*DATASET ENTRIES*

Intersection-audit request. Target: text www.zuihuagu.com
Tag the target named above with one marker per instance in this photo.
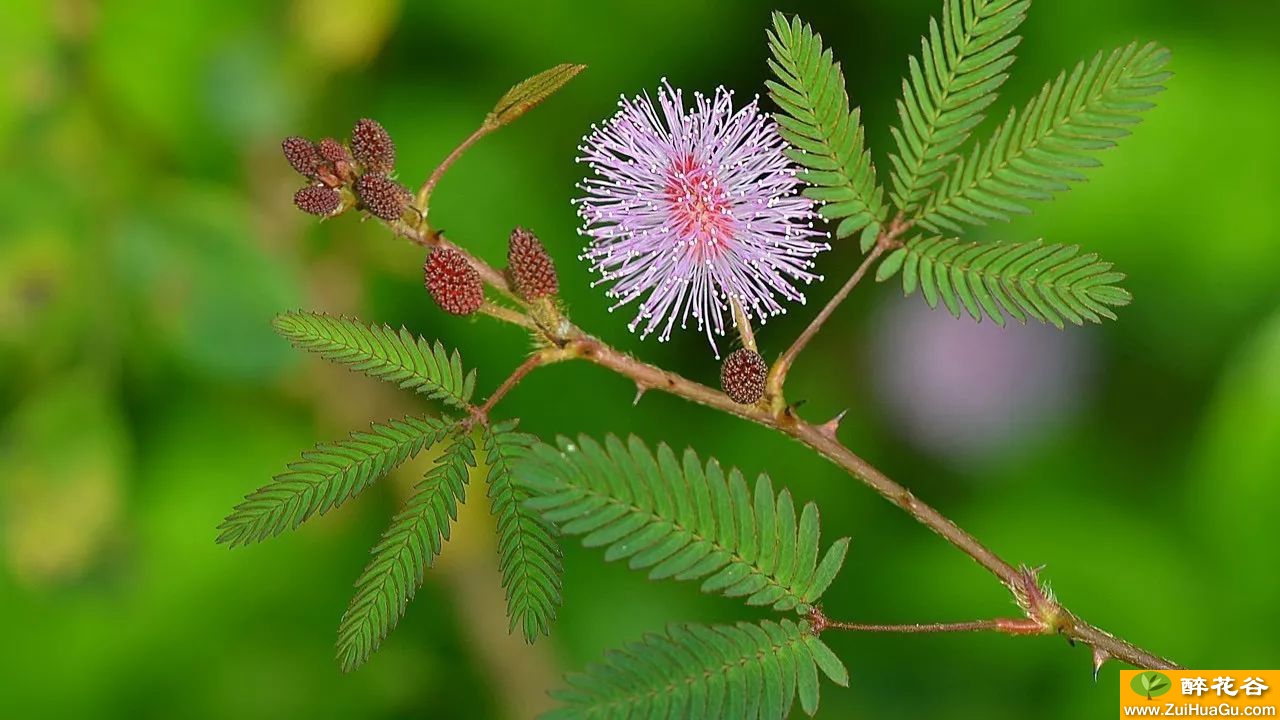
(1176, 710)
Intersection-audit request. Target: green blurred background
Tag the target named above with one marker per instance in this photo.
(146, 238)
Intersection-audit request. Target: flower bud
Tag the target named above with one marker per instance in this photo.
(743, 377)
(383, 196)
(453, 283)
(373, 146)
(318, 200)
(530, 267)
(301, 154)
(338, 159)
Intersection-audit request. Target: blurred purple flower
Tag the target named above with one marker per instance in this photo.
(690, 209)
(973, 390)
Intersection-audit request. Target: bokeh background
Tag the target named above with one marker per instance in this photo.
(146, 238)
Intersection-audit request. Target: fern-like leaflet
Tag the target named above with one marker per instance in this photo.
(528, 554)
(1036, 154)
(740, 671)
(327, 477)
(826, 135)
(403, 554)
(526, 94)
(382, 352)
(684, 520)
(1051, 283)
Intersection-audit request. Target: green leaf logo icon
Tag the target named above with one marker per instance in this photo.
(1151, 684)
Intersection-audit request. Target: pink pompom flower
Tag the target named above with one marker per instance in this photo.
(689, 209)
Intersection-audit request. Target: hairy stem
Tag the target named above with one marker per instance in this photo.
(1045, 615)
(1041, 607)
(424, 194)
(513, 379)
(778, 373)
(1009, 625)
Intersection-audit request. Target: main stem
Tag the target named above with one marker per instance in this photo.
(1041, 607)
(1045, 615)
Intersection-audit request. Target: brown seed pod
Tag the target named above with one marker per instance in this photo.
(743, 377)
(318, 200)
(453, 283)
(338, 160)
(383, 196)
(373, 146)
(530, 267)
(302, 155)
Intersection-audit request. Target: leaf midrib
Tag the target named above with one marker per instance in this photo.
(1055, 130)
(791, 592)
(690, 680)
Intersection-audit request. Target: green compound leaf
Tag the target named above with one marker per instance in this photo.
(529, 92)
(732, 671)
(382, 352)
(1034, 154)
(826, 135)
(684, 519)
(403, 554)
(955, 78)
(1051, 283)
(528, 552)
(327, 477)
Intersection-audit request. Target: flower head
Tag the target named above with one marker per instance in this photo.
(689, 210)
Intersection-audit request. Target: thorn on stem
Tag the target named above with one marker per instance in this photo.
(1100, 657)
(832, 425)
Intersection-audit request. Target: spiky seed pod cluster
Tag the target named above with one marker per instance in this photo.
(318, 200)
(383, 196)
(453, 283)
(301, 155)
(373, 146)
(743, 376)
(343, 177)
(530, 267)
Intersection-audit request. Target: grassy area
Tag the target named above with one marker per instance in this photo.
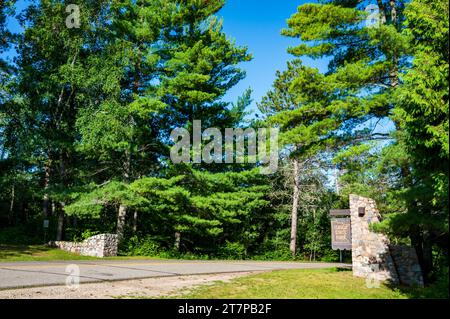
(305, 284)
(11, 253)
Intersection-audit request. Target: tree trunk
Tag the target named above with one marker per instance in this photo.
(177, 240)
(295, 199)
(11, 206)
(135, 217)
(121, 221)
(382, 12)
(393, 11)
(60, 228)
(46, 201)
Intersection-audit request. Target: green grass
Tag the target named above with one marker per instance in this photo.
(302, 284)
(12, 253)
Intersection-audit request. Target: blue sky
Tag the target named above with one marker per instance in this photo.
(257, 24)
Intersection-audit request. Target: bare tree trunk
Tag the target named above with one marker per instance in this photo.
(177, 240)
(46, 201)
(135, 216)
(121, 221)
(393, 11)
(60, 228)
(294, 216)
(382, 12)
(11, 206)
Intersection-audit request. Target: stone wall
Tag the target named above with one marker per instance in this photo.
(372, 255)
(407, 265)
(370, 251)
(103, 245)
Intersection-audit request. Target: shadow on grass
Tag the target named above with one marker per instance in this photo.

*TASK TO CARRY OUT*
Reproduce all of the data exactly, omitting each picture it holds.

*ANSWER BELOW*
Intersection-audit request. Target: text www.zuihuagu.com
Tag the target named above with one marker per instance in this photo.
(1176, 710)
Intersection-audit request. Target: green blurred background
Tag the target named above with one marker per instance in this photo.
(146, 238)
Intersection-audit request. Target: flower bud
Tag the target named above with one marker per instance in this photo.
(743, 377)
(383, 196)
(453, 283)
(373, 146)
(318, 200)
(530, 267)
(301, 154)
(338, 159)
Intersection-audit request. Target: blurred purple flower
Tag the target named above with one marker per instance in this photo.
(690, 209)
(973, 390)
Intersection-audit request. Target: bokeh background
Tag the target named above with one marker per instance in this photo.
(146, 238)
Intersection-audit request. Target: fern-like leaflet
Tag the target named above with one marker per instance in this photo.
(528, 554)
(1036, 154)
(740, 671)
(327, 477)
(826, 135)
(403, 554)
(526, 94)
(382, 352)
(684, 520)
(1051, 283)
Intersection-audit request. Target: green leaf logo icon
Tag the target named above with one marker per instance in this photo.
(1151, 684)
Intersection-audit request. Target: pink pompom flower
Tag the target named above with one marker per instance in this photo.
(689, 209)
Intersection-audit request. Target: hairy stem
Tag the target named above with one marker per instance in this photo.
(1045, 615)
(1041, 607)
(424, 194)
(513, 379)
(778, 373)
(1009, 625)
Intersection-audit request. Target: main stem
Tag the target named above with one marker per instance in this photo.
(1041, 607)
(1045, 615)
Intersection-audit request. Target: brown seed pod
Tag the target named above with one marker per instance in this photo.
(743, 377)
(318, 200)
(453, 283)
(338, 160)
(383, 196)
(373, 146)
(530, 267)
(302, 155)
Intersection-audit request. Target: leaf midrib
Tag the target named above with one marker per instance in this photo.
(1055, 130)
(791, 592)
(690, 680)
Intersection-audit request. Target: green compound leaf
Tag the target named above with one marker per instance in this photo.
(529, 92)
(732, 671)
(382, 352)
(1034, 154)
(826, 135)
(684, 519)
(403, 554)
(955, 78)
(1051, 283)
(528, 552)
(327, 477)
Intersection-audit request. Target: flower head
Tag the target named above with one marker per instance in this photo.
(689, 210)
Intersection-audit request. Target: thorn on stem
Tag the target named above with one marker per instance in this photo.
(1100, 657)
(832, 425)
Intersection-audit request. Target: spiky seed pod cluster
Tag the target named above with one marker per instance in this photo.
(318, 200)
(383, 196)
(453, 283)
(301, 155)
(373, 146)
(743, 376)
(343, 177)
(530, 267)
Intersection-audit request. Target: grassy area
Tag the target named above with one marker per instance in this photo.
(305, 284)
(11, 253)
Intersection-audit request. Target: tree trunk
Tag the target named above with one marker per instance in this photo.
(177, 240)
(295, 199)
(11, 206)
(135, 217)
(121, 221)
(382, 12)
(393, 11)
(60, 228)
(46, 201)
Intersection-audit request. Target: green grass
Tag the target named above with one marker per instance in this photo.
(302, 284)
(12, 253)
Intersection-audit request. Target: blue sky
Tag the target named above with one marker per instance in this photo.
(257, 24)
Intersection-audit request. Target: bare tree trunk
Tag the target named above with one marker per instance in this photo.
(177, 240)
(46, 201)
(135, 216)
(121, 221)
(393, 11)
(60, 228)
(294, 216)
(382, 12)
(11, 206)
Intersection-audit request. Target: stone wall
Tag the target named above with one marker per instance in this photo.
(372, 255)
(407, 265)
(370, 251)
(103, 245)
Intersection-audit request. Target: shadow on grass
Tag the target named above with one marker per instance in this photo.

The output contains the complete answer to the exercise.